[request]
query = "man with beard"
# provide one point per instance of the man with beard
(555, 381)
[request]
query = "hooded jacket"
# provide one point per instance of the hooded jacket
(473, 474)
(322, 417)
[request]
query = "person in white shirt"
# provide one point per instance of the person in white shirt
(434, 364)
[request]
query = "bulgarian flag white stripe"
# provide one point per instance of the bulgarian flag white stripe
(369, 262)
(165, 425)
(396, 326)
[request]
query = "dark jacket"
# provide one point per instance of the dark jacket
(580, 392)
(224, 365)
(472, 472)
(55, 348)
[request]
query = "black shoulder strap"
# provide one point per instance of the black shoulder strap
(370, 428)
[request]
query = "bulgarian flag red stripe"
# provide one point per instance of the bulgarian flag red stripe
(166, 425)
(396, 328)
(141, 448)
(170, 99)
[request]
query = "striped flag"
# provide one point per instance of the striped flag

__Enunciado__
Copie todas as linhas acima, sem nenhuma alteração.

__Resolução__
[request]
query = "man with beard"
# provide one point per instance of the man with beard
(555, 381)
[request]
query = "hooded jacket"
# provide one point per instance of the hooded jacket
(473, 474)
(322, 417)
[request]
query = "person in white shirt"
# provide one point per instance of the person in white shirt
(434, 364)
[request]
query = "bulgarian flag white stripe"
# provide one point per instance of the bulgarian flag white stripe
(369, 262)
(165, 425)
(396, 326)
[request]
query = "dark jacket"
# provide one point per instance of the dark jacket
(580, 392)
(224, 365)
(472, 472)
(55, 348)
[request]
query = "black shoulder strap"
# provide one point per instance of the black shoulder strap
(370, 428)
[request]
query = "bulgarian flag red stripe"
# provide one point per instance of the bulgarian flag red stripe
(166, 425)
(396, 328)
(141, 448)
(170, 99)
[request]
query = "striped flag"
# provide one point per instance of the striped flag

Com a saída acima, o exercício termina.